=== DATA PROVIDED ===
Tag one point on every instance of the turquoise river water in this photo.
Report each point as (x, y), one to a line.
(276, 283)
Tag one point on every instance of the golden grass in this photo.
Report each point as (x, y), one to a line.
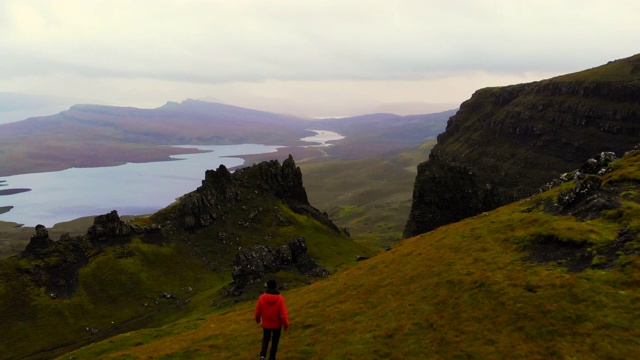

=== GIVEN TASK ===
Recast all of the items above as a JSON list of strings, one string per line, leaving out blank lines and the pictures.

=== OUTPUT OF THE EXERCISE ===
[
  "Tag one point on every instance of the turquoise river water in this photo.",
  "Report each point as (x, y), one to a line.",
  "(276, 283)",
  "Tag one point on every instance of the golden grass in this photo.",
  "Report each point as (x, y), one to a line."
]